§ **Required work**
How many lines in the material below contain the string "finger"? Reply with the number only.

(Items from a dataset)
————

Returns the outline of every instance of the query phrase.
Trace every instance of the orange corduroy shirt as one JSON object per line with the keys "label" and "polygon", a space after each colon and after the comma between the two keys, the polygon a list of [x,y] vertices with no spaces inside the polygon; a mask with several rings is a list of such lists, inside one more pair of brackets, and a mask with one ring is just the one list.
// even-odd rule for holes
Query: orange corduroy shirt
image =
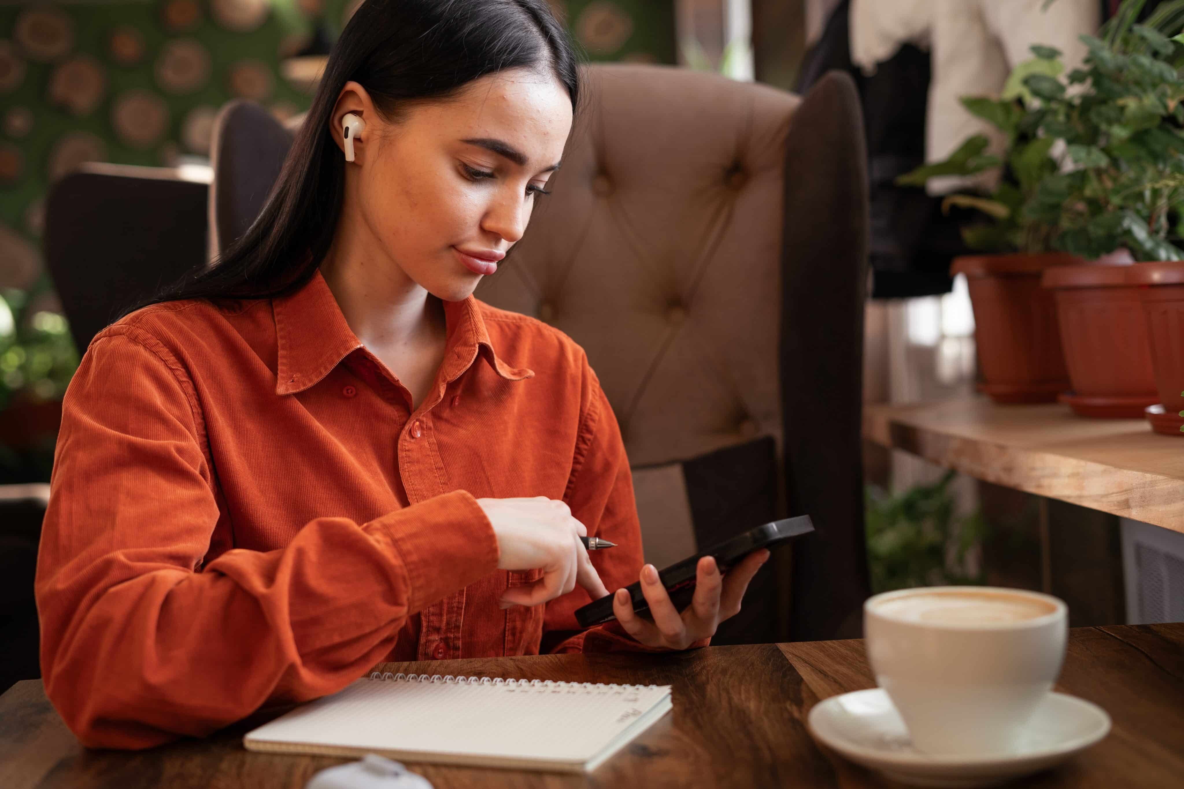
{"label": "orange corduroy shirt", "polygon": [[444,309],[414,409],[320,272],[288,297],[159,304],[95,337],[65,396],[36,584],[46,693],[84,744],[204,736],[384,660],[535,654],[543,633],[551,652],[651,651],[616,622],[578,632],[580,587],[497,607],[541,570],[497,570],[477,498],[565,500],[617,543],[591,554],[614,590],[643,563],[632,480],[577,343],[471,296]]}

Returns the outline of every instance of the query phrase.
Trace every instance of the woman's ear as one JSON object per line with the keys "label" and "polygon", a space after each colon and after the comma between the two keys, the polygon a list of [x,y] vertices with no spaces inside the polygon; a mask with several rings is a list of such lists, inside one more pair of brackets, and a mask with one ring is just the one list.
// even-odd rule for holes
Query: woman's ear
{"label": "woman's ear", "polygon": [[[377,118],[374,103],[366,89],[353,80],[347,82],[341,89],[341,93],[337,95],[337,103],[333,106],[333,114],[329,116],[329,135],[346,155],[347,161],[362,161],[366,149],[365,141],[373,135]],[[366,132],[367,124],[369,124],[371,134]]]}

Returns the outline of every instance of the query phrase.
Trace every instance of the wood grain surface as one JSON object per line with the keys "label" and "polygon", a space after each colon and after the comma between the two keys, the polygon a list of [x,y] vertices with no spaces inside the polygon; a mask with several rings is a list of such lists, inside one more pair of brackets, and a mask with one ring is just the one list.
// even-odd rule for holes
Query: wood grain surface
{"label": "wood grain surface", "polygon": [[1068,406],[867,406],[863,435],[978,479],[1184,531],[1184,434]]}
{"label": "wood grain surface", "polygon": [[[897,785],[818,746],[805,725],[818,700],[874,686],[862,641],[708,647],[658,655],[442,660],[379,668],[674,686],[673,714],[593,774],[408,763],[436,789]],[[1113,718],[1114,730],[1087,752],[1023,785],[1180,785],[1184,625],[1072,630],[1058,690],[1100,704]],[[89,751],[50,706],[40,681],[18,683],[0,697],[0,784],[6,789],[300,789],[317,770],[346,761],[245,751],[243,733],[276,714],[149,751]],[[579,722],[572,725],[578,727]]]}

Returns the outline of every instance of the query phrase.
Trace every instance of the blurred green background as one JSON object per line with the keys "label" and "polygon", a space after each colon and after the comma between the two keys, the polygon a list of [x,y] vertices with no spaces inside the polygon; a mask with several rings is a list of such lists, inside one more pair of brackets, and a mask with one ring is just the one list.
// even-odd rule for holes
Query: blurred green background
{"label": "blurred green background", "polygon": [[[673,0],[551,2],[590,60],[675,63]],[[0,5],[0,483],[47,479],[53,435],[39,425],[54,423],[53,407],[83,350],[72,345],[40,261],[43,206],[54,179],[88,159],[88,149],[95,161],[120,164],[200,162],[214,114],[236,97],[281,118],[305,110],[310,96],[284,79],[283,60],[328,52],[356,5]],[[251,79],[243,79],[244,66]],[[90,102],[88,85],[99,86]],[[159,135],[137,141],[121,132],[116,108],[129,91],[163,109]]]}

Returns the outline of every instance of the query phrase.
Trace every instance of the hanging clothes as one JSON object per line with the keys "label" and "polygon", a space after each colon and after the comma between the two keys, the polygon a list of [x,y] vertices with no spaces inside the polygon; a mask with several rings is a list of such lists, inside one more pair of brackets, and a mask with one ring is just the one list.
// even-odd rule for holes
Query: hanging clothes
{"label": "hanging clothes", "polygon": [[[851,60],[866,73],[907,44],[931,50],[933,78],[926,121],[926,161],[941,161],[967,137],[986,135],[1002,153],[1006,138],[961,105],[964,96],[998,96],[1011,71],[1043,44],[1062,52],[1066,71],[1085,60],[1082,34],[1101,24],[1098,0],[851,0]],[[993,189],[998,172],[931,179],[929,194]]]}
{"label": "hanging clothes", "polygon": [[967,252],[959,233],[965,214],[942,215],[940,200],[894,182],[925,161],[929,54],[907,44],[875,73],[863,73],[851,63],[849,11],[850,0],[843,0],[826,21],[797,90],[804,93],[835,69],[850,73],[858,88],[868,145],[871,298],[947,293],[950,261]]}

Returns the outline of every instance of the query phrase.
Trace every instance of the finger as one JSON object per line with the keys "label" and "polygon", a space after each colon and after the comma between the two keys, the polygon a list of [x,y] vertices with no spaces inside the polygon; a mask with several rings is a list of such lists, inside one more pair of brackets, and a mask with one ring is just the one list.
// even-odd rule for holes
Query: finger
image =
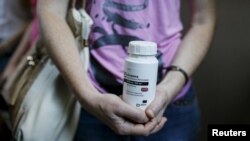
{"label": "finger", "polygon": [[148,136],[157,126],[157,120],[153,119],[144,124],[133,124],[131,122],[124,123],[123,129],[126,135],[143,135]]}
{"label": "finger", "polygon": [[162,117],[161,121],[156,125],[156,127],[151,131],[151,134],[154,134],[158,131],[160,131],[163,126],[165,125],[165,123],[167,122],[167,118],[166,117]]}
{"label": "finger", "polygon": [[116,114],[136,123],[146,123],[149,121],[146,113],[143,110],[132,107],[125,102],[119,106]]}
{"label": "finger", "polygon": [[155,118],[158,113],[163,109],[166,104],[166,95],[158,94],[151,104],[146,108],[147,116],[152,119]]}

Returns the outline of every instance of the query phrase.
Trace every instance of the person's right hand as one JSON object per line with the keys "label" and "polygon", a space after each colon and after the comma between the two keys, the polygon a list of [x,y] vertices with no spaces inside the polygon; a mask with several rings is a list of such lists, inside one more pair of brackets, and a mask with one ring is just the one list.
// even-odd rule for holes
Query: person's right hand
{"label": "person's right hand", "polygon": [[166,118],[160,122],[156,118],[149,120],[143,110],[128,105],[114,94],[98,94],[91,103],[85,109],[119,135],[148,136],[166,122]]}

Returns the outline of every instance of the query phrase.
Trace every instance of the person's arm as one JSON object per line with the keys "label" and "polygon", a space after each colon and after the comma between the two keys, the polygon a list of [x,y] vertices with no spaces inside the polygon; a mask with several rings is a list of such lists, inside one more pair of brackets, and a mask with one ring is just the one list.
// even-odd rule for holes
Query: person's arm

————

§ **Expected answer**
6